> Task prompt
Please count the lines below that contain the word "white", and reply with that number alone.

[Source records]
◆ ◆ ◆ ◆ ◆ ◆ ◆
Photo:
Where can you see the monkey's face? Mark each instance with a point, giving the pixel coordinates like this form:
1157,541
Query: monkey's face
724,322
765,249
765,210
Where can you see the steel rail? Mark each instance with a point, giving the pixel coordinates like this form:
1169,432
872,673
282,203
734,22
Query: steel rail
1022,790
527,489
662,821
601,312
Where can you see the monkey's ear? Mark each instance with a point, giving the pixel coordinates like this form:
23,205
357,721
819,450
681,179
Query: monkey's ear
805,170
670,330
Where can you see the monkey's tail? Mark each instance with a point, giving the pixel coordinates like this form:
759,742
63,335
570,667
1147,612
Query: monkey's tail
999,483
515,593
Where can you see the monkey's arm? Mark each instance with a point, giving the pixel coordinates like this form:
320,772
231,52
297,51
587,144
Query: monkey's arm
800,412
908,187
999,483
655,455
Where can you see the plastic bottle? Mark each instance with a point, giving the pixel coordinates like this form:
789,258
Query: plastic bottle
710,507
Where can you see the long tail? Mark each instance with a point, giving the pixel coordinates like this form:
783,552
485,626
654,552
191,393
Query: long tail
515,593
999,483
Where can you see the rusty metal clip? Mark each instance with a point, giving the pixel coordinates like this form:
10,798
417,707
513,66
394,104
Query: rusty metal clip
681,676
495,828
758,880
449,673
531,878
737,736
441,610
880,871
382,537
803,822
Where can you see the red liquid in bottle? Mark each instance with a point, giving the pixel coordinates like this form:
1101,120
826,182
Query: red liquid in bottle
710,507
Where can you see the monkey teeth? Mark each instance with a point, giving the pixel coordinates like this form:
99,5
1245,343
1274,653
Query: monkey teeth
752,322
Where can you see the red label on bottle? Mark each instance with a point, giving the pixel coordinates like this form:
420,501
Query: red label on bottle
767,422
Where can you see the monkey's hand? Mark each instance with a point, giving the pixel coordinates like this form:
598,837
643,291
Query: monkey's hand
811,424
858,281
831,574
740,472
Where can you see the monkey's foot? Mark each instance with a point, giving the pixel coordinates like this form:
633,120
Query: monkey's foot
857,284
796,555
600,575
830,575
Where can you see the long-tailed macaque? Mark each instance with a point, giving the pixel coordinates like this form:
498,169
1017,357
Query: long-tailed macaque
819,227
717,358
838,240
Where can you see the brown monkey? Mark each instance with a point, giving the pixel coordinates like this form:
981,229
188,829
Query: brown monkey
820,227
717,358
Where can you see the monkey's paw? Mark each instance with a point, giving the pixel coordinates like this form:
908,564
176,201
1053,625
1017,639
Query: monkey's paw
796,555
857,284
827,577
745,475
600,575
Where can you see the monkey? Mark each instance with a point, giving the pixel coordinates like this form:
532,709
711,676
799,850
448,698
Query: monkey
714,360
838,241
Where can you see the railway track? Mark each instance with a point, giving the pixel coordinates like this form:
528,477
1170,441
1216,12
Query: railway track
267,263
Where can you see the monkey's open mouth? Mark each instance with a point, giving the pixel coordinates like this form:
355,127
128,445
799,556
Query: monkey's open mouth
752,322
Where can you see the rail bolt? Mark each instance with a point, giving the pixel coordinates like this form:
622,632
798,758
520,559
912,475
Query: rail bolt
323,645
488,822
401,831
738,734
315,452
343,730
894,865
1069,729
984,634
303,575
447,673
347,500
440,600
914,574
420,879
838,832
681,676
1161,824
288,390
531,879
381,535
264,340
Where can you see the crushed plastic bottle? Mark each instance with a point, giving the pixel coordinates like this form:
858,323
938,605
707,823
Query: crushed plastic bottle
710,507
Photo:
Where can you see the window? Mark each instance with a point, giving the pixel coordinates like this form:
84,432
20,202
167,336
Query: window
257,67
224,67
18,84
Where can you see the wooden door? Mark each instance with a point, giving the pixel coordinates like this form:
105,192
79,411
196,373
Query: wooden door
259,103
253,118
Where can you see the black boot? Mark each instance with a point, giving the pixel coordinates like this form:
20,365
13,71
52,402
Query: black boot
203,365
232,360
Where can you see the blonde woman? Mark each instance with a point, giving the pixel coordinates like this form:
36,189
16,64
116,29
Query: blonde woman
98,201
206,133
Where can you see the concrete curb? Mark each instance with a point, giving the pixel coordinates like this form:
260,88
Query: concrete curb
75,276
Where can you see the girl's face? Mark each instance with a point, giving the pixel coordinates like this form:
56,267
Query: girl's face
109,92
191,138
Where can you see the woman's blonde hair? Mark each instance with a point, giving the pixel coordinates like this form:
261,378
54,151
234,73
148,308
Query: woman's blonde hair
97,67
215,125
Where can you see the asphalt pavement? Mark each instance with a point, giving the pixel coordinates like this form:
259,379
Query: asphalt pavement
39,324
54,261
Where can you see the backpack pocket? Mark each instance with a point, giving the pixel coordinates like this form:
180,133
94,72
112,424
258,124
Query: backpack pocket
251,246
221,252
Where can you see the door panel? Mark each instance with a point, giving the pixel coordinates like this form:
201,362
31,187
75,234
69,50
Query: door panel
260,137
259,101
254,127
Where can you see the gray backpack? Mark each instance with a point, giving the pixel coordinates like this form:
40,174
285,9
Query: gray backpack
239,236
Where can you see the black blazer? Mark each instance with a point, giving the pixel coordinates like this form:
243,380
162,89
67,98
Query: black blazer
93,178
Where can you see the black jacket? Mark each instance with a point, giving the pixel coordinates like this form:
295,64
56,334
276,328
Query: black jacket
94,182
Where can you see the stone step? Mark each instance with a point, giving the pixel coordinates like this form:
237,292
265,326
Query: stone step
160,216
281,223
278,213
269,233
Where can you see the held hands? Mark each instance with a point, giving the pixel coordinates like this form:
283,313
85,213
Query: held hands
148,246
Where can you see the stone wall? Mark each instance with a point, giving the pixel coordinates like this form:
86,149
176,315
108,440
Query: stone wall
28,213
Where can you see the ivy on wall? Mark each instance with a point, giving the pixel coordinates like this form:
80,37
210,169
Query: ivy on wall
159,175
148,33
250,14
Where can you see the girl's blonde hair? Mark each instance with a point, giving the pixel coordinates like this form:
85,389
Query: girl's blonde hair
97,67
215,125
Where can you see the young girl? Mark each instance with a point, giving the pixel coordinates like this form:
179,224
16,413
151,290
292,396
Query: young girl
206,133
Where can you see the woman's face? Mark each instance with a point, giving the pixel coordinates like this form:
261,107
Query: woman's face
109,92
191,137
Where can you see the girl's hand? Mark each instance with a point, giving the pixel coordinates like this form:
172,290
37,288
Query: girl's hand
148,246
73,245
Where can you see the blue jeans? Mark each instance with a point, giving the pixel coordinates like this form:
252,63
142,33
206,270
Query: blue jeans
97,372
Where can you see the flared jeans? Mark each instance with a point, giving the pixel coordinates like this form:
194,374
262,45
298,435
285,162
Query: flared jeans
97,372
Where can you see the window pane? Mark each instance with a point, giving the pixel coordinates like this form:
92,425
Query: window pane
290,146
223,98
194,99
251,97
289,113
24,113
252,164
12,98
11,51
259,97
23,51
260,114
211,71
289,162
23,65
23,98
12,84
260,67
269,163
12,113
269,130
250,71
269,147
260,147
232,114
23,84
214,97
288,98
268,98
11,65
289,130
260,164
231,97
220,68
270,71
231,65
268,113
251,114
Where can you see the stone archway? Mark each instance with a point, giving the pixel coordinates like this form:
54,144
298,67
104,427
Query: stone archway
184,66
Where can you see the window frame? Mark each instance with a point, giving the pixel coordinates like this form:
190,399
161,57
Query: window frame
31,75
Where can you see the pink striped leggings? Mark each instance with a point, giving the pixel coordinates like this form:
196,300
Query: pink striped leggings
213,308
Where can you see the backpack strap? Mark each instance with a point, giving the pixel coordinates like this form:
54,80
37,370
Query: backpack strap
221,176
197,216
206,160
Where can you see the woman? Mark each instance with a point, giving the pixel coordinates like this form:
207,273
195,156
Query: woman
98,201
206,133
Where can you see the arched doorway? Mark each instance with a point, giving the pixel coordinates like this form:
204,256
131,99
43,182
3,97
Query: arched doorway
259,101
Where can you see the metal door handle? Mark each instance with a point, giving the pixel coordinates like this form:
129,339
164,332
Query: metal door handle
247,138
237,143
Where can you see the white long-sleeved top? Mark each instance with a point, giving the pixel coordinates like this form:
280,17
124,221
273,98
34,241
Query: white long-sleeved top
◆ ◆ ◆ ◆ ◆ ◆ ◆
> Exercise solution
2